Inicialmente, faz-se interessante uma brevíssima exposição acerca do universo das modalidades de estruturas empresariais relativos às pequenas empresas, lato sensu.
Pois bem, algumas figuras têm natureza fiscal, enquanto outras realmente dizem respeito a modalidades societárias. Para fins fiscais, temos: (1) o MEI – microempreendedor individual; (2)a ME – microempresa; e (3)a EPP – empresa de pequeno porte. Essa classificação, disposta na LC 123/2006, é fiscal porque não diz respeito a nenhum tipo de sociedade ou mesmo quanto ao fato de se tratar de empresário individual, matérias regidas pela legislação de direito privado. Na verdade, são tratamentos de cunho fiscal, com fins de simplificação de recolhimento de tributos, basicamente.
De modo diverso, em direito comercial, “considera-se empresário quem exerce profissionalmente atividade econômica organizada para a produção ou a circulação de bens ou serviços” (artigo 966, Código Civil). Também como modalidade de estrutura societária, existe a figura da EIRELI (empresa individual de responsabilidade limitada), inserida em nosso ordenamento em 2011. Essas duas figuras, as únicas às quais o ordenamento admite a titularidade empresarial individual, convivem com as tradicionais modalidades de sociedades, cujo exemplo mais comum no universo das pequenas empresas é a sociedade por quotas de responsabilidade limitada.

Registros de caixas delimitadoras
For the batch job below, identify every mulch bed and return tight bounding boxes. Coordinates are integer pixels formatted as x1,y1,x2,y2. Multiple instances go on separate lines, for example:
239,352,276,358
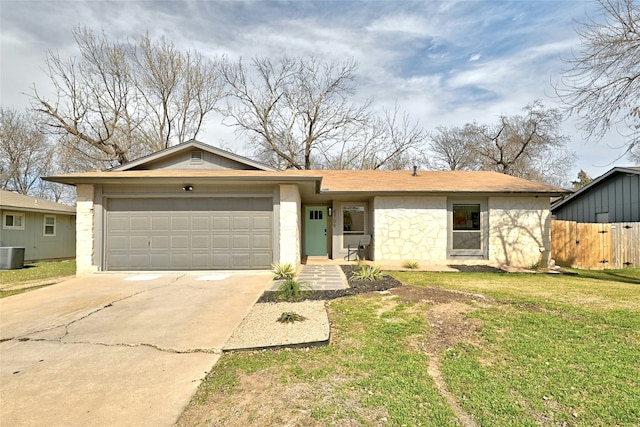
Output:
258,265,402,303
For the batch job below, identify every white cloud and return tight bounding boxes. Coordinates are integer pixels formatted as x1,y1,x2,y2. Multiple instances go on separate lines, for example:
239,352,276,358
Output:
0,0,622,176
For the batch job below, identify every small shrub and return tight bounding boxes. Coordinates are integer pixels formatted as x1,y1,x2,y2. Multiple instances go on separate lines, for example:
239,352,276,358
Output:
278,279,307,300
351,264,382,281
402,261,419,270
278,311,307,323
271,263,297,280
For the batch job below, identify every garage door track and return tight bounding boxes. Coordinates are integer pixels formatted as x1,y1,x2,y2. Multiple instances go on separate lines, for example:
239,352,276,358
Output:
0,271,270,426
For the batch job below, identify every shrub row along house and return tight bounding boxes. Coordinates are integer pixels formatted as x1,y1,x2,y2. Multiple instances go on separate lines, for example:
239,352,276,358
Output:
47,140,566,274
0,190,76,261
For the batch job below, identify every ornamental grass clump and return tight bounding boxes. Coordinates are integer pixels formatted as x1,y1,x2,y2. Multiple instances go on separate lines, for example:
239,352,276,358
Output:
271,263,297,280
278,311,307,323
278,279,307,301
351,264,382,281
402,261,420,270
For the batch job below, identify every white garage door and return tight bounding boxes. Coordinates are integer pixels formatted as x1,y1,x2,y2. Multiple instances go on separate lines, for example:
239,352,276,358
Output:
105,198,273,271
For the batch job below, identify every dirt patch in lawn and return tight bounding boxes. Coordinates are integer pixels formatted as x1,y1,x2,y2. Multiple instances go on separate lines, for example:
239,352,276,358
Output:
177,266,489,427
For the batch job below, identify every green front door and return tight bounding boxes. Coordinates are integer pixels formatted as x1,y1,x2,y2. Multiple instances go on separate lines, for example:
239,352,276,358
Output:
304,206,327,256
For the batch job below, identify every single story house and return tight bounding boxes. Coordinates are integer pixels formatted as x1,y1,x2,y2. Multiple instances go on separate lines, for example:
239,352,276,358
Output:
0,190,76,261
46,141,565,274
551,167,640,223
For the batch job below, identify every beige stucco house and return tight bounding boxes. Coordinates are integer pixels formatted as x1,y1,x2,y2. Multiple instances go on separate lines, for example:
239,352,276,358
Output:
47,141,565,274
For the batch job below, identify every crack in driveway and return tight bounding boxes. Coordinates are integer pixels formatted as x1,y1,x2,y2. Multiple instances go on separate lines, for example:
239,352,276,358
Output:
3,338,222,354
0,274,200,354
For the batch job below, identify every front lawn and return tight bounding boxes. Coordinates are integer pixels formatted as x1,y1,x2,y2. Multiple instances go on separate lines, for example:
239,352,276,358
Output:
178,269,640,426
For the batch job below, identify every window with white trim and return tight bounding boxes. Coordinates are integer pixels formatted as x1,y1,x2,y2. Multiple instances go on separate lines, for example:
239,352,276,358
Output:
43,215,56,236
447,198,489,259
2,212,24,230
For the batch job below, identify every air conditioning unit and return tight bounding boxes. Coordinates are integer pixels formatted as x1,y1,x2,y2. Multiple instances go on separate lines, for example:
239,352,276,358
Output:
0,246,24,270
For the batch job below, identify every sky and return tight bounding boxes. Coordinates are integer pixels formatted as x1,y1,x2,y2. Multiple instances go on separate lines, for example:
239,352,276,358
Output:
0,0,630,179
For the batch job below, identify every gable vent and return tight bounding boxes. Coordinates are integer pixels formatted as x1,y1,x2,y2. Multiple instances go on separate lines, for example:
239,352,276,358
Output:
191,151,203,163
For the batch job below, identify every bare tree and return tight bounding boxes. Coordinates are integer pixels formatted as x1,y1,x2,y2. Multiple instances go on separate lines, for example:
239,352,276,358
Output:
322,104,427,170
429,123,481,170
0,108,53,197
221,57,424,169
32,28,222,167
556,0,640,161
430,101,575,185
474,100,567,178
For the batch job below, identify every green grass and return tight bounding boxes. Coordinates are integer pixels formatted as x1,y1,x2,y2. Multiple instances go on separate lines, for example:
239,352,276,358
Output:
186,297,457,427
181,269,640,427
0,260,76,298
394,269,640,426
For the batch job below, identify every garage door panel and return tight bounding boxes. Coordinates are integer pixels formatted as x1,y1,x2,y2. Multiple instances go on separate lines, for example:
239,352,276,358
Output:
252,252,272,266
171,217,191,233
231,253,251,268
252,215,272,231
231,235,251,249
191,216,211,231
233,215,251,231
211,235,231,249
191,252,211,269
189,235,211,251
110,216,131,233
171,236,191,250
105,198,273,270
151,216,171,231
149,252,174,270
129,217,151,231
149,235,171,251
127,236,150,251
211,252,231,269
213,217,231,231
252,234,271,250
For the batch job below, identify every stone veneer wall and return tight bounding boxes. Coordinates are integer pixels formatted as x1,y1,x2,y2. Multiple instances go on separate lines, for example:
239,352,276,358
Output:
488,196,551,267
76,184,98,276
373,196,447,263
275,184,301,266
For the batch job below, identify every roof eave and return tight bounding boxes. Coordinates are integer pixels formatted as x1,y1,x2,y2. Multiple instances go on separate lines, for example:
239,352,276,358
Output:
42,175,322,188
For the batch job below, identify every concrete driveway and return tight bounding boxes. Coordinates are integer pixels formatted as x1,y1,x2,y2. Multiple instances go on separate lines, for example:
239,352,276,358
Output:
0,271,270,426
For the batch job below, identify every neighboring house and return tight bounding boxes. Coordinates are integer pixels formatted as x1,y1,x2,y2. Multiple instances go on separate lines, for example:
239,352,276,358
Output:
551,167,640,223
47,141,566,274
0,190,76,261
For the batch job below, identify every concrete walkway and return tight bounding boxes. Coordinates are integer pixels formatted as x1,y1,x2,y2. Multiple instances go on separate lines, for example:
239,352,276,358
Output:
271,264,349,291
0,271,270,427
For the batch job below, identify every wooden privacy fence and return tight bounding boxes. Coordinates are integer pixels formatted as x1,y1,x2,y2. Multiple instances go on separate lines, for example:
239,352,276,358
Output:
551,220,640,270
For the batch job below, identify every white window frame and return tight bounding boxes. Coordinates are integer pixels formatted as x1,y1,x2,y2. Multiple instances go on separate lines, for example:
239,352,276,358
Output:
342,202,369,251
42,214,58,237
2,212,26,230
447,198,489,259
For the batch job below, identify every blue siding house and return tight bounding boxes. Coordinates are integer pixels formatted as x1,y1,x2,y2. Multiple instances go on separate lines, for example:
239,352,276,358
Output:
551,167,640,223
0,190,76,261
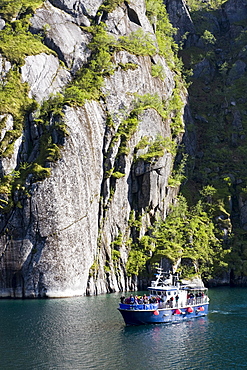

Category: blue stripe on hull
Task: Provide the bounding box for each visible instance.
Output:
[118,304,208,325]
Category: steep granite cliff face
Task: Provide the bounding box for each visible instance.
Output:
[0,0,189,298]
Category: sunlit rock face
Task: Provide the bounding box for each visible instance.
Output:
[0,0,186,298]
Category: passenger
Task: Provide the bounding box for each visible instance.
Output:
[143,294,148,304]
[130,294,135,304]
[138,297,143,304]
[170,297,174,308]
[120,295,125,303]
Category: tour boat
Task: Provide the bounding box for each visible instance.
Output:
[118,268,209,325]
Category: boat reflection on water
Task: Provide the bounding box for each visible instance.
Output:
[118,268,209,325]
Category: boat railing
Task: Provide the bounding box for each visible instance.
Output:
[119,303,158,310]
[187,296,208,305]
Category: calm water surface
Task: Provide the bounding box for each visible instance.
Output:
[0,288,247,370]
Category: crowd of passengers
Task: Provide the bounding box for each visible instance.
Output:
[120,292,204,308]
[120,294,179,308]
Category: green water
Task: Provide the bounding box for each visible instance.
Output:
[0,288,247,370]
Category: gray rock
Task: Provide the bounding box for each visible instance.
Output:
[31,2,91,73]
[222,0,247,24]
[164,0,195,42]
[21,53,71,103]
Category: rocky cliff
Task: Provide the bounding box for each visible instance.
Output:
[0,0,190,298]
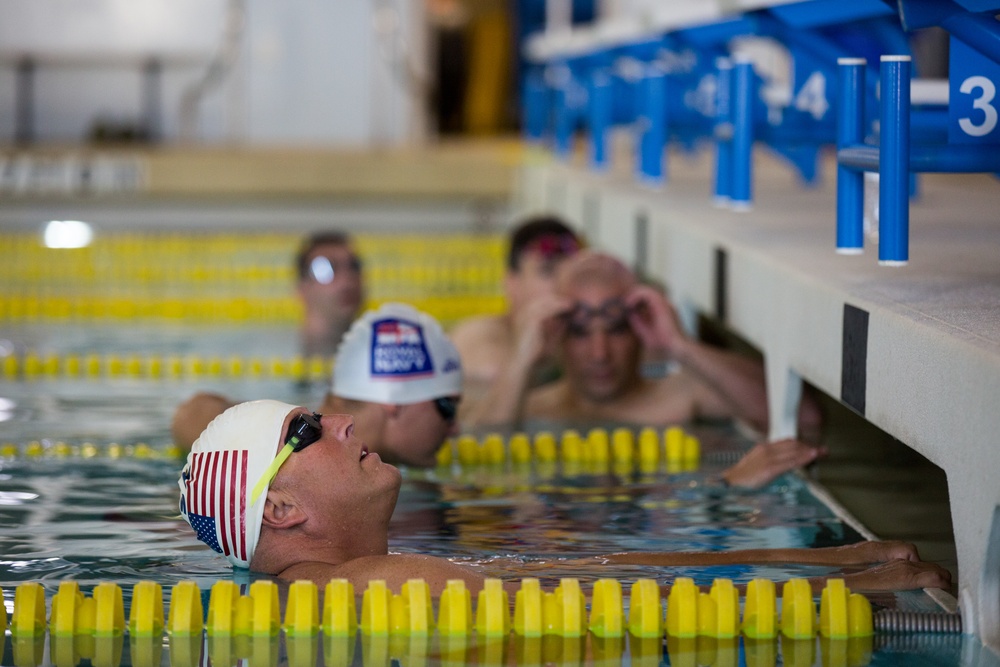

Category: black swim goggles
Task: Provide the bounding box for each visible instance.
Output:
[434,396,461,424]
[303,255,361,285]
[250,412,323,505]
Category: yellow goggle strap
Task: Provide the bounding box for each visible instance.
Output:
[250,443,295,506]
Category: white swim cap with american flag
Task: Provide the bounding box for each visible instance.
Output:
[177,400,296,568]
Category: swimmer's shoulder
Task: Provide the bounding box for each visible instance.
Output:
[524,378,577,419]
[448,315,512,381]
[278,554,483,593]
[448,315,510,350]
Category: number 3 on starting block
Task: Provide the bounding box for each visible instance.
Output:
[948,37,1000,144]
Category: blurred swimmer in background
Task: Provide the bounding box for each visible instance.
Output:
[295,230,365,356]
[171,303,462,467]
[450,216,583,418]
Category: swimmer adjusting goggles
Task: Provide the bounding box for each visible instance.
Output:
[250,412,323,505]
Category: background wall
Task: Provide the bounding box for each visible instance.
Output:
[0,0,428,147]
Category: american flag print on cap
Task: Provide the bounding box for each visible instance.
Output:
[181,449,249,561]
[177,400,297,568]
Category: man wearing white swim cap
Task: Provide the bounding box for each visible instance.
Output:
[320,303,462,467]
[171,303,462,467]
[178,401,950,595]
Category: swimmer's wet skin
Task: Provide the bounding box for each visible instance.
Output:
[179,401,950,594]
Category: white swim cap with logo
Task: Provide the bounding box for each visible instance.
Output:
[331,303,462,405]
[177,400,296,567]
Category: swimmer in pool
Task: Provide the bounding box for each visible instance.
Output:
[468,251,825,486]
[295,231,364,356]
[178,400,950,595]
[171,303,813,488]
[449,216,583,419]
[171,303,462,467]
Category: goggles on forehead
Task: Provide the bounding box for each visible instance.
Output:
[250,412,323,505]
[524,234,580,259]
[306,255,361,285]
[564,299,633,333]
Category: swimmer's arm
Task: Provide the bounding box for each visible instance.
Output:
[722,440,826,489]
[278,554,486,597]
[596,541,920,567]
[469,296,571,425]
[170,391,236,451]
[684,339,822,436]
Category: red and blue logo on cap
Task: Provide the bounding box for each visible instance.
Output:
[371,318,434,380]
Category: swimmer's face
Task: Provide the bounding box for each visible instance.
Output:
[506,244,570,309]
[563,282,640,401]
[272,408,400,530]
[386,401,458,468]
[299,243,364,321]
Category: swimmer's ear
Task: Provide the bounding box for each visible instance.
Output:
[263,489,306,529]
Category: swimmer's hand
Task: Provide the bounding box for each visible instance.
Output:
[843,558,951,592]
[722,440,826,489]
[832,540,920,565]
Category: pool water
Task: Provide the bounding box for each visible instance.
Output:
[0,232,995,667]
[0,380,987,667]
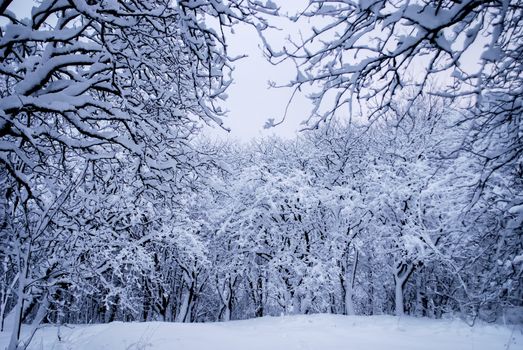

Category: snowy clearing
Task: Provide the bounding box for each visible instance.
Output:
[0,314,523,350]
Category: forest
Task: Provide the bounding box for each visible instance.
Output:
[0,0,523,350]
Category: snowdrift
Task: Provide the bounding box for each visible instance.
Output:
[0,314,523,350]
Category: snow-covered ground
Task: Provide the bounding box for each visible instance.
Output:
[0,315,523,350]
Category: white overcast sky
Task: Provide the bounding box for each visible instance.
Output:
[5,0,488,141]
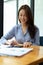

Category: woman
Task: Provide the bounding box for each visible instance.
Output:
[0,5,39,47]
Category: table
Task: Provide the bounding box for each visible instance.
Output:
[0,46,43,65]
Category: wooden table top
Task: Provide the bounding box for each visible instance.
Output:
[0,46,43,65]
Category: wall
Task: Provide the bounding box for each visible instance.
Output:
[34,0,43,36]
[0,0,3,37]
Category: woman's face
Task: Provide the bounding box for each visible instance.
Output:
[19,9,27,24]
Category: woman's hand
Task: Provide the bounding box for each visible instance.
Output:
[5,39,18,46]
[23,42,32,47]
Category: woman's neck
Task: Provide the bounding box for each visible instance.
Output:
[22,24,27,34]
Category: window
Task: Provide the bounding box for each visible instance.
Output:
[3,0,30,35]
[3,0,16,34]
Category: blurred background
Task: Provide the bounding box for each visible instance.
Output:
[0,0,43,45]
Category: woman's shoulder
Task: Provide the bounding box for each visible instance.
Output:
[35,26,39,32]
[13,24,21,29]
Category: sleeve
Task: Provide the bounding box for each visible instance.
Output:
[34,29,40,45]
[0,27,16,44]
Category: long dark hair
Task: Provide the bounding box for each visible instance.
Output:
[18,5,36,38]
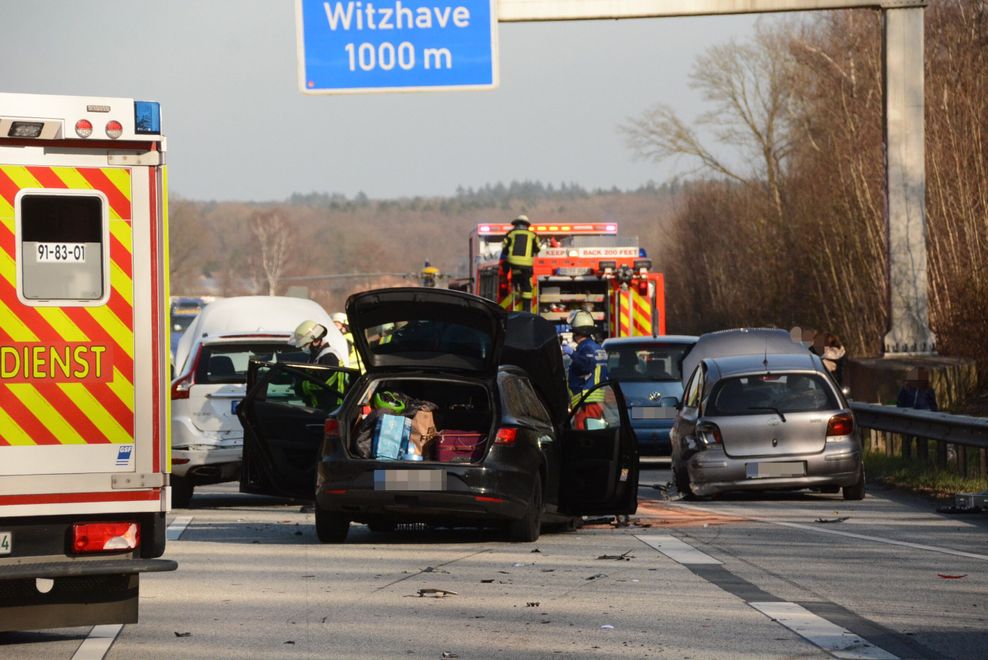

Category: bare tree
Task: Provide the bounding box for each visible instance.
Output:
[621,23,793,220]
[249,211,294,296]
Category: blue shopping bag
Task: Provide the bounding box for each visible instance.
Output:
[372,415,412,460]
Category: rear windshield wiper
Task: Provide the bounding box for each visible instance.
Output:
[748,406,786,422]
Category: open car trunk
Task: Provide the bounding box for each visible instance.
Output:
[341,377,494,463]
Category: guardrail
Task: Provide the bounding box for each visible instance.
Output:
[850,402,988,477]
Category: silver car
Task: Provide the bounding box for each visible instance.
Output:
[671,331,864,500]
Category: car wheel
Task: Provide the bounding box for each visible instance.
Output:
[171,474,195,509]
[507,477,542,543]
[842,465,864,500]
[316,504,350,543]
[672,465,693,498]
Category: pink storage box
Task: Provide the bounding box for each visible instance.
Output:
[436,430,485,463]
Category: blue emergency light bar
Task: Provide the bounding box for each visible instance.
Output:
[134,101,161,135]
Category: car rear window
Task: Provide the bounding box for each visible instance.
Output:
[195,342,300,385]
[365,319,493,360]
[706,374,840,415]
[605,343,690,382]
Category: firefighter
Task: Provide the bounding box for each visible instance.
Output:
[567,310,607,429]
[288,321,346,410]
[419,261,439,288]
[501,215,542,311]
[330,312,364,373]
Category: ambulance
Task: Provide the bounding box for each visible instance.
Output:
[0,93,176,631]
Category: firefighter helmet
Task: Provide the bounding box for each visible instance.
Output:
[569,309,595,335]
[288,321,327,348]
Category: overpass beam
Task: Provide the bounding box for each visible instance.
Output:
[882,7,935,356]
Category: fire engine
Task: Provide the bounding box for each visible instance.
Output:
[469,222,666,337]
[0,93,176,631]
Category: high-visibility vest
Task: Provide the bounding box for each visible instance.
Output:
[569,364,604,408]
[503,229,542,267]
[343,332,365,373]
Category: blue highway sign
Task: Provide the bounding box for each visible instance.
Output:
[295,0,498,94]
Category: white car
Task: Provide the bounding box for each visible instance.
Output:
[171,296,349,507]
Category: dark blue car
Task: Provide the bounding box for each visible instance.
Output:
[604,335,696,456]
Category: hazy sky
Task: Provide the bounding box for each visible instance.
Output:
[0,0,756,201]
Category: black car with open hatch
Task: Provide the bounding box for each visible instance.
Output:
[238,287,638,543]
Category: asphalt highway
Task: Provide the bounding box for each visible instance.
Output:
[0,461,988,660]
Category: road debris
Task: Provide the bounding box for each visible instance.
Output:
[418,587,460,598]
[597,550,635,561]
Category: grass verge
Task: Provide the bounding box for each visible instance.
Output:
[864,452,988,497]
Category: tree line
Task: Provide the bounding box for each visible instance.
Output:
[170,0,988,368]
[623,0,988,368]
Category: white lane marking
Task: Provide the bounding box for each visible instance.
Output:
[635,534,721,565]
[669,502,988,561]
[748,602,898,660]
[768,518,988,561]
[165,516,192,541]
[72,623,123,660]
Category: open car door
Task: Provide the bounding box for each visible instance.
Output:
[237,361,359,500]
[559,381,638,516]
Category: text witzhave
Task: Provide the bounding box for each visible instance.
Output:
[323,0,470,30]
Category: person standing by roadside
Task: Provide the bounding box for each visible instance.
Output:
[820,332,847,385]
[330,312,364,373]
[288,321,346,410]
[501,215,542,312]
[567,310,607,429]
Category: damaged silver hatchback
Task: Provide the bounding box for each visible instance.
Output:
[671,329,865,500]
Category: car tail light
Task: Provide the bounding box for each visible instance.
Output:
[172,346,202,401]
[72,522,141,553]
[172,373,193,401]
[494,428,518,445]
[106,119,123,140]
[827,413,854,438]
[696,422,724,445]
[75,119,93,137]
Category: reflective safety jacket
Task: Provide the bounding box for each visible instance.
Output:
[343,332,366,373]
[501,228,542,268]
[567,338,607,406]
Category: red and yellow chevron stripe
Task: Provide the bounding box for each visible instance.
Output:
[631,289,652,337]
[0,165,135,446]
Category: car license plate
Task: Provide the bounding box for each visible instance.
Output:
[745,461,806,479]
[374,470,446,490]
[631,406,676,419]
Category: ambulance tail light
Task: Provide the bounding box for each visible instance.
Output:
[72,522,141,554]
[75,119,93,138]
[106,119,123,140]
[172,372,194,401]
[172,346,202,401]
[494,427,518,445]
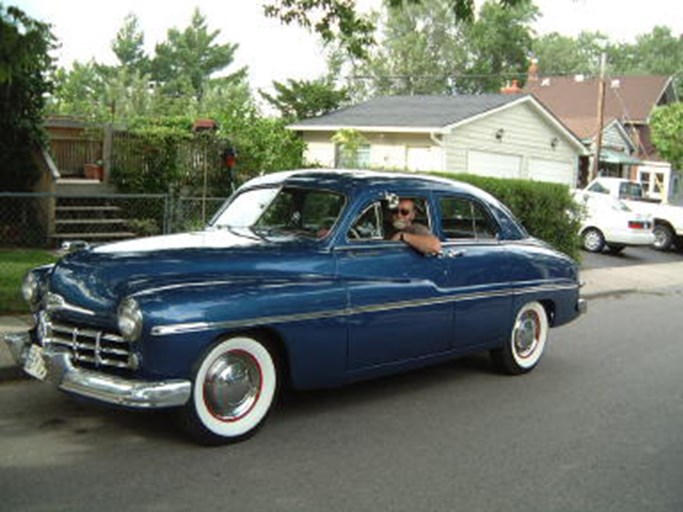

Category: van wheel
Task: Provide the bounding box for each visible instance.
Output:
[581,228,605,252]
[653,224,674,251]
[491,301,548,375]
[180,336,279,445]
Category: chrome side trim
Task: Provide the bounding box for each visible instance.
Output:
[43,347,192,409]
[151,283,579,336]
[45,292,95,316]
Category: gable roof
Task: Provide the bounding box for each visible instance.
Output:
[289,94,519,132]
[523,75,675,138]
[287,94,585,152]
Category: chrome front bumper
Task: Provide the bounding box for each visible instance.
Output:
[3,332,192,409]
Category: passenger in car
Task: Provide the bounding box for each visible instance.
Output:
[386,198,441,254]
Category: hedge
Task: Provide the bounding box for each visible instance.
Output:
[432,173,580,260]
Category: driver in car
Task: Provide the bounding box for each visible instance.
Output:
[386,198,441,254]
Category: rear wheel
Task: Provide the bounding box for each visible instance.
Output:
[181,336,278,445]
[653,224,674,251]
[581,228,605,252]
[491,301,548,375]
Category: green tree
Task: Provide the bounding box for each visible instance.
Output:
[259,78,349,120]
[354,0,466,95]
[533,31,619,75]
[0,4,54,190]
[111,13,150,75]
[456,0,539,93]
[609,26,683,98]
[650,102,683,169]
[264,0,525,57]
[47,61,107,121]
[152,9,246,100]
[354,0,538,97]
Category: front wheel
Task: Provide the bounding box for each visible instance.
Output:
[180,336,278,445]
[491,302,548,375]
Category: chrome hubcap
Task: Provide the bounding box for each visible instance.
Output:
[655,229,669,247]
[515,311,539,358]
[204,350,263,421]
[583,231,600,251]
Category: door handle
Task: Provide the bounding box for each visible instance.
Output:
[441,249,465,258]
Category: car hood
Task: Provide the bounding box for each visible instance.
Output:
[49,230,327,315]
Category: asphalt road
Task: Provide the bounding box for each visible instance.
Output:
[0,289,683,512]
[581,247,683,269]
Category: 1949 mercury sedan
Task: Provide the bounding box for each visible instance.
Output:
[6,170,585,444]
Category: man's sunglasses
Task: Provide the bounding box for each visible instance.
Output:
[393,208,413,217]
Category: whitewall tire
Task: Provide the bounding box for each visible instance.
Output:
[491,301,549,375]
[181,336,278,445]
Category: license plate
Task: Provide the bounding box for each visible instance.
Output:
[24,345,47,380]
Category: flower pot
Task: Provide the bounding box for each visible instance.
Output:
[83,164,104,181]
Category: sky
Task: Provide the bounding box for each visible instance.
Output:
[9,0,683,89]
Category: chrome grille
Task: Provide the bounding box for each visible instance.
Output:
[38,314,138,370]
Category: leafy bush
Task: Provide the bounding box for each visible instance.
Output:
[434,173,580,259]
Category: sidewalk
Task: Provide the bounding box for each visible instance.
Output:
[0,262,683,382]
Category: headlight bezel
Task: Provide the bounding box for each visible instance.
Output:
[116,297,144,341]
[21,270,40,306]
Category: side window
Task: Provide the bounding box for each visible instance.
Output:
[346,197,430,240]
[439,197,498,239]
[588,182,609,194]
[346,201,384,240]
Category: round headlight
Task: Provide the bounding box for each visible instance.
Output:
[118,298,142,341]
[21,272,40,304]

*Exercícios*
1. Reescreva como tabela Markdown, com as colunas Nº e Linha, as linhas de caixas delimitadoras desde a linha que contém "Category: blue highway sign" até a linha que contém "[75,119,93,137]", inclusive, deixando de fora as linhas em branco.
2. Prossiga com o texto sobre as estruturas empresariais das pequenas empresas a partir do ponto em que ele termina.
O texto sobre as estruturas empresariais das pequenas empresas não tem relação com as linhas de caixas delimitadoras.

*Respostas*
1.
| Nº | Linha |
|---|---|
| 1 | Category: blue highway sign |
| 2 | Task: Provide the bounding box for each visible instance. |
| 3 | Output: |
| 4 | [295,0,498,94] |
| 5 | Category: white car |
| 6 | Task: Provide the bounding box for each visible instance. |
| 7 | Output: |
| 8 | [171,296,349,507] |
| 9 | Category: dark blue car |
| 10 | Task: Provide the bounding box for each visible instance. |
| 11 | Output: |
| 12 | [604,335,696,456] |
| 13 | Category: hazy sky |
| 14 | Task: Provide the bounding box for each visible instance. |
| 15 | Output: |
| 16 | [0,0,756,201] |
| 17 | Category: black car with open hatch |
| 18 | Task: Provide the bounding box for each visible instance. |
| 19 | Output: |
| 20 | [238,287,638,543] |
| 21 | Category: asphalt highway |
| 22 | Task: Provide the bounding box for each visible instance. |
| 23 | Output: |
| 24 | [0,461,988,660] |
| 25 | Category: road debris |
| 26 | Task: Provide the bounding box for each visible instance. |
| 27 | Output: |
| 28 | [418,587,460,598] |
| 29 | [597,550,635,561] |
| 30 | Category: grass verge |
| 31 | Task: Provide the bounding box for each visible instance. |
| 32 | Output: |
| 33 | [864,452,988,497] |
| 34 | Category: tree line |
| 35 | Task: Provide the bounding box for each visible instance. |
| 36 | Output: |
| 37 | [170,0,988,368] |
| 38 | [623,0,988,368] |
| 39 | Category: white lane marking |
| 40 | Task: Provide the bounding box for each visible instance. |
| 41 | Output: |
| 42 | [635,534,721,565] |
| 43 | [669,502,988,561] |
| 44 | [748,602,898,660] |
| 45 | [768,518,988,561] |
| 46 | [165,516,192,541] |
| 47 | [72,623,123,660] |
| 48 | Category: open car door |
| 49 | Task: Provide the bounding box for each visible instance. |
| 50 | Output: |
| 51 | [237,361,359,500] |
| 52 | [559,381,638,516] |
| 53 | Category: text witzhave |
| 54 | Task: Provide the bounding box for each visible instance. |
| 55 | Output: |
| 56 | [323,0,470,30] |
| 57 | Category: person standing by roadside |
| 58 | Task: Provide the bounding box for each visible instance. |
| 59 | Output: |
| 60 | [820,332,847,385] |
| 61 | [330,312,364,373] |
| 62 | [288,321,346,410] |
| 63 | [501,215,542,312] |
| 64 | [567,310,607,429] |
| 65 | Category: damaged silver hatchback |
| 66 | Task: Provide the bounding box for each visible instance. |
| 67 | Output: |
| 68 | [671,329,865,500] |
| 69 | Category: car tail light |
| 70 | Task: Provide the bounding box for each visible instance. |
| 71 | Output: |
| 72 | [172,346,202,401] |
| 73 | [72,522,141,553] |
| 74 | [172,373,193,401] |
| 75 | [494,428,518,445] |
| 76 | [106,119,123,140] |
| 77 | [827,413,854,438] |
| 78 | [696,422,724,445] |
| 79 | [75,119,93,137] |

2.
Para ser um microempreendedor individual, a receita bruta anual do empresário deve ser de até R$60.000,00 (sessenta mil reais), além do fato do titular não poder ter participação em outra sociedade empresária, na condição de sócio ou titular. Permite-se, ainda, que o MEI tenha um empregado contratado que receba o salário mínimo ou o piso da categoria (disposições inseridas pela LC 128/08).
Já a categoria da microempresa abrange aquelas sociedades e empresários com receita bruta de até R$360.000,00 (trezentos e sessenta mil reais) por ano. A empresa de pequeno porte, por seu turno, tem como limite de receita anual o valor de R$3.600.000,00(três milhões e seiscentos mil reais).
A EIRELI, como já apontado, não se trata de modalidade de tratamento fiscal, mas sim uma modalidade de estrutura societária que contenha capital social devidamente integralizado com valor não inferior a 100 (cem) vezes o maior salário-mínimo vigente no País. O titular da EIRELI não responderá com seus bens pessoais pelas dívidas da empresa, por se tratar de responsabilidade limitada.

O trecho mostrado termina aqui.